TRECHO FORNECIDO:
Gileno Guanabara, sócio do IHGRN 

            A par dos interesses comerciais europeus outros que aportaram no Brasil recém descoberto, ocorreram visitas ocasionais de alemães, em cujas andanças por estas terras deixaram anotações e preciosidades.
            Um deles, Heliodoro Eoban, descendente de Helius Eubanus Hessus, historiador alemão. Sua presença ficou registrada em face de sua morte precoce, lutando contra os valentes tamoios e os aliados franceses, estes sob o comando de Villegagnon, ao lado de Estácio de Sá, na baía da Guanabara, nos combates travados quando da fundação dos primeiros núcleos de povoamento da cidade do Rio de Janeiro.
 Outra presença alemã foi a de Ulrico Schmidel, nascido em Straubing, na Alemanha. Foi de sua lavra a “História verdadeira de uma viagem curiosa na América ou Novo Mundo (Brasil e Rio da Prata), desde o ano de 1534 até 1554”.  A primeira edição, em alemão, foi dada a conhecer no ano de 1567. Seguiram-se outras edições, até a edição espanhola do ano de 1836 e desta uma última a tradução para o francês (1837).
Pelas andanças que fez e dada a precisão com que pintou a região do Sul da América, ficou tido como o primeiro historiador do Rio da Prata, reconhecido por Bartolomeu Mitre (Annales del Museu de la Plata). Em razão das invencionices apavorantes que se divulgavam, e eram comuns na época, aterrorizando os que aqui viviam, Schmidel reproduziu essas histórias imaginárias que ouviu falar. Iguais às pantomimas dos relatos, que estão na “História da Província de Santa Cruz” (1570), obra de Pedro Gandavo, com referências as figuras dos “Hypupiaras”, monstros que aterrorizavam os moradores de S. Vicente, visto pelo português Baltazar Ferreira.

REQUISITOS DO EXERCÍCIO:
• A. Responda às perguntas abaixo com base no trecho sobre visitantes alemães no Brasil.
(i) Sob o comando de quem estavam os aliados franceses dos tamoios?
(ii) Em que cidade nasceu Ulrico Schmidel?
(iii) Quem reconheceu Schmidel como o primeiro historiador do Rio da Prata?
• B. Retome o trecho sobre visitantes alemães no Brasil, escrevendo a continuação a partir da última frase apresentada.

DADOS FORNECIDOS:
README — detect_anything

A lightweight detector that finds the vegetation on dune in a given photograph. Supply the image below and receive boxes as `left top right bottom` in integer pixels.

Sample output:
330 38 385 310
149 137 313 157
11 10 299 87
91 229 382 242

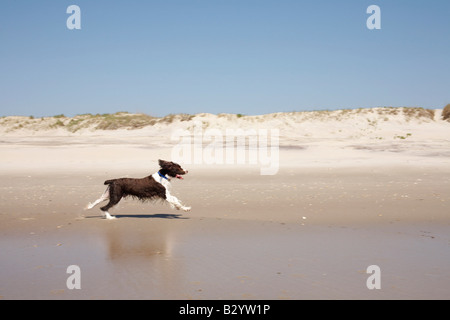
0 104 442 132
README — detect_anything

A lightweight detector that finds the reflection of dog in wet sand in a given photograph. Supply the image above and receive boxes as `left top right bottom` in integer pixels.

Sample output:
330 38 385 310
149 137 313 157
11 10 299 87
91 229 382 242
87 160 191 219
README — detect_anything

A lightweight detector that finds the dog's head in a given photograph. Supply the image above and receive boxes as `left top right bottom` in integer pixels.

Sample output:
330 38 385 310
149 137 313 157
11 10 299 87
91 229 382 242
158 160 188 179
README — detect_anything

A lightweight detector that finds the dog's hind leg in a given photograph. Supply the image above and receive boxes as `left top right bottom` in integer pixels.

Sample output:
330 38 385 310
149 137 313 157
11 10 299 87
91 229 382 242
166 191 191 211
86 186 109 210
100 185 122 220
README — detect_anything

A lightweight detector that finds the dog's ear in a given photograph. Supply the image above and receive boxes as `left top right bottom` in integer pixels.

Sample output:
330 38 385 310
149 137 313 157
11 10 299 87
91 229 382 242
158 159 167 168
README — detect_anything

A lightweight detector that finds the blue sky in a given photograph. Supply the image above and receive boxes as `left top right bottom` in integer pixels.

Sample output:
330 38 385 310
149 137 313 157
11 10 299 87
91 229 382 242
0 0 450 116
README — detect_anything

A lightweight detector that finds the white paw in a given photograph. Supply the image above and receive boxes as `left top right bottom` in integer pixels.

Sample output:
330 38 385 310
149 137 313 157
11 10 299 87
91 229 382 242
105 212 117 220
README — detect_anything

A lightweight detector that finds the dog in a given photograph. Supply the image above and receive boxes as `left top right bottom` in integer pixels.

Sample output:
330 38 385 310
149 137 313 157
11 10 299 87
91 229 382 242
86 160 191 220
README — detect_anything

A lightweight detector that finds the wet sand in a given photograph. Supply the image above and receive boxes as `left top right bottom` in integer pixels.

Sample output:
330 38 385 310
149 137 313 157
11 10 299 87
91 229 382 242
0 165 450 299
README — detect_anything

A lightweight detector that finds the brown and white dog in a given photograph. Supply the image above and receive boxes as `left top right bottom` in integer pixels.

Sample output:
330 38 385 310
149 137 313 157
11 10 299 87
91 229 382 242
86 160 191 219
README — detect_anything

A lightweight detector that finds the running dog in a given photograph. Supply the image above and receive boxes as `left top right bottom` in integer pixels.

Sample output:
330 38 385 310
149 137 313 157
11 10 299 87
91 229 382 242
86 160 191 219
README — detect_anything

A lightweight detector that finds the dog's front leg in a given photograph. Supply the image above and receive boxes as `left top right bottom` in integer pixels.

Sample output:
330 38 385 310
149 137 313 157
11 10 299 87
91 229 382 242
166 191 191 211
...
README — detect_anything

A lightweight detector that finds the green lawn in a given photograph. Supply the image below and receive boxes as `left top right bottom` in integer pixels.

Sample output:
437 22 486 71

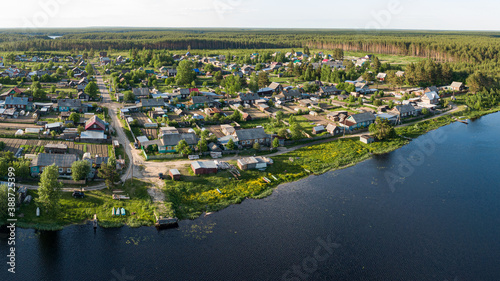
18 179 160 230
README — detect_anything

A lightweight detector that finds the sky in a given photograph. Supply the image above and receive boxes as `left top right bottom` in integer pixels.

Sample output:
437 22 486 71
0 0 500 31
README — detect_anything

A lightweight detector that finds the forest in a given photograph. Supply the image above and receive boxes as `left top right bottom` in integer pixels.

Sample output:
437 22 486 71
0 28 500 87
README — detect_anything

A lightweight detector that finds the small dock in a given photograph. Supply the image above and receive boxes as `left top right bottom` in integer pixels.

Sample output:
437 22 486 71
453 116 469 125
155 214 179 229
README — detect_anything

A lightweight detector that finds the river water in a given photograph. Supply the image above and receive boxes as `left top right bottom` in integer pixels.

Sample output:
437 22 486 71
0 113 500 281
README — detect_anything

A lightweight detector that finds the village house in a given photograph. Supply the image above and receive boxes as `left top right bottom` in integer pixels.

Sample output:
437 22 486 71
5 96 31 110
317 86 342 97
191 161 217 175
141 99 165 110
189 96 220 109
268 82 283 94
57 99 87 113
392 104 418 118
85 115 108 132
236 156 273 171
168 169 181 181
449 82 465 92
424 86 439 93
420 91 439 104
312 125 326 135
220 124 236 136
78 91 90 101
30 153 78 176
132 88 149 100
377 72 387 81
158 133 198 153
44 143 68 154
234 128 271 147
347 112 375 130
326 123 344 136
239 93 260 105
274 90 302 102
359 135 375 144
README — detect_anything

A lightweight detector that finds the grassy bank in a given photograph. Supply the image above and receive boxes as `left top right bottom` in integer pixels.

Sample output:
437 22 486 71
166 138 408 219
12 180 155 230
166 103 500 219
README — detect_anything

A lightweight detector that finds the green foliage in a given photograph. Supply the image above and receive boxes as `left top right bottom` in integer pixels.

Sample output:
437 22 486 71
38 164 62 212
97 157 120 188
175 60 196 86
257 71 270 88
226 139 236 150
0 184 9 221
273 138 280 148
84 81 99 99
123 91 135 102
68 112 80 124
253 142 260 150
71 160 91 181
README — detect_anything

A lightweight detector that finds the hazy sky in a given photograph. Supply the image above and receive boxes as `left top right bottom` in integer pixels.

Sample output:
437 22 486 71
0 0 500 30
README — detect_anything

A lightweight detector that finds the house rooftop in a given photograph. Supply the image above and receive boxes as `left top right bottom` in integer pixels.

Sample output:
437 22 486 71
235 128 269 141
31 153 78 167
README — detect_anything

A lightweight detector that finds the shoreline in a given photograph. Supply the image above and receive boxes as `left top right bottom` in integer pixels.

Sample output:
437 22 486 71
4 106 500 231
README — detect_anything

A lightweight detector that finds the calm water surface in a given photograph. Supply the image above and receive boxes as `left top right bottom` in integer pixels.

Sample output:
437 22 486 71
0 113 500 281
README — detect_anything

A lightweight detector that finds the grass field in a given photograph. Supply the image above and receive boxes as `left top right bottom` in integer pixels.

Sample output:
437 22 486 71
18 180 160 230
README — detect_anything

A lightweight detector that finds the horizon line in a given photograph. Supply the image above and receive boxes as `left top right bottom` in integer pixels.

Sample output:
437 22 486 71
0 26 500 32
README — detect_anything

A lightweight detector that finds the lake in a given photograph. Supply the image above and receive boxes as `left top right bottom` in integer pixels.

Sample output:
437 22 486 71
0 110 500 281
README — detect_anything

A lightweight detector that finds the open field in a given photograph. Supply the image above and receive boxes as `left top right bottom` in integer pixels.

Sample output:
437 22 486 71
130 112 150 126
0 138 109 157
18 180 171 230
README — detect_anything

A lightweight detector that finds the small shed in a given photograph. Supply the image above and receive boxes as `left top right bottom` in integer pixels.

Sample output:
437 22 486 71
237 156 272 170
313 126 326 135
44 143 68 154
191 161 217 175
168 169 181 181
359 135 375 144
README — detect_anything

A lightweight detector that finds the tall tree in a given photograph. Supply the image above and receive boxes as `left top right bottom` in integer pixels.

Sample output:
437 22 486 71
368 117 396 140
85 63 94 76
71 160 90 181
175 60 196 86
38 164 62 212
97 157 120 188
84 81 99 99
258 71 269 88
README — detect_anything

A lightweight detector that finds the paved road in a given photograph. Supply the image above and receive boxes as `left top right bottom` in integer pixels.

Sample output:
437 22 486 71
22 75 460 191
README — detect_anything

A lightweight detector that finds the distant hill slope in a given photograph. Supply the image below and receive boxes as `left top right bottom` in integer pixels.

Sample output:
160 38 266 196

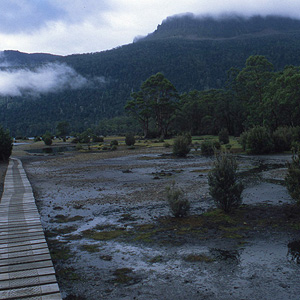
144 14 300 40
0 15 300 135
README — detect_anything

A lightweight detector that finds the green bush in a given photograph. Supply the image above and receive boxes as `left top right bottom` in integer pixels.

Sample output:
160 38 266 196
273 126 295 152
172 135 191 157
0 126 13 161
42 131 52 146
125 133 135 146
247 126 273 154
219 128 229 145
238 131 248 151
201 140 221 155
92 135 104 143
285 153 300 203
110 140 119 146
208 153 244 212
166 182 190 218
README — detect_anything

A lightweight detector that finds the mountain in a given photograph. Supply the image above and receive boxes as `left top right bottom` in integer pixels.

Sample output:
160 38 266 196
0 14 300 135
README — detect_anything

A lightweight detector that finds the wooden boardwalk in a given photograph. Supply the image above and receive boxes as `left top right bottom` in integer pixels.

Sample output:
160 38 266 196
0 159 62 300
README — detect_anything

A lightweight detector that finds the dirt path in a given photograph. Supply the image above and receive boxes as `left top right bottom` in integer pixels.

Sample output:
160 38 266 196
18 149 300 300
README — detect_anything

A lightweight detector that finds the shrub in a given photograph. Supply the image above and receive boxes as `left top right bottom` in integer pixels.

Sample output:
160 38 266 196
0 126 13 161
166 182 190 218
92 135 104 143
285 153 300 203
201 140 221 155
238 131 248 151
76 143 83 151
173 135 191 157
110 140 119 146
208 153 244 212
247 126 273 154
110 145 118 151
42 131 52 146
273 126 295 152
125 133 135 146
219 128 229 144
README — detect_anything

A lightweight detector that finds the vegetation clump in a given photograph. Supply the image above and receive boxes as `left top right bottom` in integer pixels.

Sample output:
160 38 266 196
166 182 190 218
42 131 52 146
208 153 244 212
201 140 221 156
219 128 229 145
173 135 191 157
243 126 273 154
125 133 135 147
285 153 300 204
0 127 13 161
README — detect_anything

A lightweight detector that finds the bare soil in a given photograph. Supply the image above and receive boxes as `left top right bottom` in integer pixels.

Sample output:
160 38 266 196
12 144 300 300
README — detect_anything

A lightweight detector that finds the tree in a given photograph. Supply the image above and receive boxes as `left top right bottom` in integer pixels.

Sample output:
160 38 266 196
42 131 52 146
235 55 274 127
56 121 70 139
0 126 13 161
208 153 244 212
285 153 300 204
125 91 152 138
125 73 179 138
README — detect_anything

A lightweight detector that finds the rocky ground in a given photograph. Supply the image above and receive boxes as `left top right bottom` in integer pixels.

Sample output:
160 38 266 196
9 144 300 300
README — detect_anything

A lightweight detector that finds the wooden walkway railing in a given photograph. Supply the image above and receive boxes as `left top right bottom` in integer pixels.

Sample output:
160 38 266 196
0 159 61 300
==
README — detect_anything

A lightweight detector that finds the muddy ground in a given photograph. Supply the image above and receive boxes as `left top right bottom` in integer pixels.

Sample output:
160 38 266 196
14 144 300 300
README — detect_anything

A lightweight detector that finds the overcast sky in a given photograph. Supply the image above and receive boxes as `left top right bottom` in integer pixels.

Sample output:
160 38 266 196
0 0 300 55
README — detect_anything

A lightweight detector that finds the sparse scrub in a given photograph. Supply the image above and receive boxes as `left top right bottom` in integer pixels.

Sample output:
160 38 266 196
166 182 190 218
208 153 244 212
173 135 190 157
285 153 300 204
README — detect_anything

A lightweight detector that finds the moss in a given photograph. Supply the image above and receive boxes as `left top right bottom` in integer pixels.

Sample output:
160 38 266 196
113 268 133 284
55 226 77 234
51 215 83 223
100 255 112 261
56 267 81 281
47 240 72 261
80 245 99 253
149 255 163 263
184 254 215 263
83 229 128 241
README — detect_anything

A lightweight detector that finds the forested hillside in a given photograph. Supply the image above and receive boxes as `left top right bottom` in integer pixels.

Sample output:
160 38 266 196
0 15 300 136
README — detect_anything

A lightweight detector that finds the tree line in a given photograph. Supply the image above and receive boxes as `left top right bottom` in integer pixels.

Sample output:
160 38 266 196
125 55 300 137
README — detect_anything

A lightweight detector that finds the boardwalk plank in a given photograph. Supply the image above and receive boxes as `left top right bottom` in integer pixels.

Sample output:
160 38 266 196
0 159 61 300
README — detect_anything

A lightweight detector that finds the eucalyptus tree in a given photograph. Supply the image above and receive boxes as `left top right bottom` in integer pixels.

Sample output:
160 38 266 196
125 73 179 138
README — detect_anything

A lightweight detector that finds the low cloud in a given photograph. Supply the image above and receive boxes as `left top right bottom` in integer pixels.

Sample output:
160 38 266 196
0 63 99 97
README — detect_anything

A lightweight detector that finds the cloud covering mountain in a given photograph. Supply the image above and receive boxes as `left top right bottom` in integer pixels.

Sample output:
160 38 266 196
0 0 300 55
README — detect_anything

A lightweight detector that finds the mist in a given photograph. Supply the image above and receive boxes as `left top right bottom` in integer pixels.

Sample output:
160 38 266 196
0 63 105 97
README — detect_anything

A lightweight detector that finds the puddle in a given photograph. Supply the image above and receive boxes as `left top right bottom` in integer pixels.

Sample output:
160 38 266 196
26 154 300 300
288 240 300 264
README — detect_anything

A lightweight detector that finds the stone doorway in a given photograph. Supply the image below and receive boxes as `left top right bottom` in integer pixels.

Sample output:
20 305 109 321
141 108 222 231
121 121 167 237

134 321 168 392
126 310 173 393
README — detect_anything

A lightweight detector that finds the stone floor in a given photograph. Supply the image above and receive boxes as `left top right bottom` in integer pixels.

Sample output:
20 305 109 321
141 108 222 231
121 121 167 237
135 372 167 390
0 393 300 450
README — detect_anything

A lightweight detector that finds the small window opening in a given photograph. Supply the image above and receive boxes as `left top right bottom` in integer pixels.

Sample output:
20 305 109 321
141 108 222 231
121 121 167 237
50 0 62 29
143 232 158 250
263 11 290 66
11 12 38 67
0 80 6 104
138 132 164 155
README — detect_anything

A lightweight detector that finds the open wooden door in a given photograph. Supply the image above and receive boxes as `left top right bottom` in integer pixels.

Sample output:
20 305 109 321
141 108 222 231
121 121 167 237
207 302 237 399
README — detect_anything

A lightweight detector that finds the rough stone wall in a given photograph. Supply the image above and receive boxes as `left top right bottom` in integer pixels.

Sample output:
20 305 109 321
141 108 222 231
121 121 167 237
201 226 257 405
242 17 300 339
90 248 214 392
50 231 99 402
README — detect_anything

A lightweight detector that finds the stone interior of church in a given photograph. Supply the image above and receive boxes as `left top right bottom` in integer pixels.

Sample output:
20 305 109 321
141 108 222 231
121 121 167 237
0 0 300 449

RESPOSTAS DO EXERCÍCIO:
• A.
(i) Villegagnon.
(ii) Straubing, na Alemanha.
(iii) Bartolomeu Mitre.

• B.
            Relatos na “História do Brasil”, de Frei Vicente do Salvador, descrevem coisas fantásticas, mistérios, como a montanha que alhures trovejava enquanto cuspia pedrarias ao seu redor. Ou as amazonas, “mulheres guerreiras que dispensavam o comércio de homens”; ou os “anões que de tão pequenos, pareciam afrontar os homens”. Igualmente o registro de “gigantes de dezesseis palmos de alto”, que viviam nas matas, como anotou Simão de Vasconcelos (Crônica da Companhia de Jesus no Brasil).
             Não é de admirar, pois, que tais invencionices e incertezas tenham-se difundido pelo mundo, com referência ao sertão do Brasil. O próprio Rei de Portugal, D. Manuel I, em carta ao Rei da Espanha, seu sogro (in História da Colonização Portuguêsa no Brasil), fala que Cabral estivera em terra com homens que tinham “... quatro olhos: dois adiante e dois detrás. Eram homens ... que comem os homens com quem têm guerra.” Em ter incluído em sua obra tais lorotas, a crítica atribuiu a Schmidel a tarja de mentiroso.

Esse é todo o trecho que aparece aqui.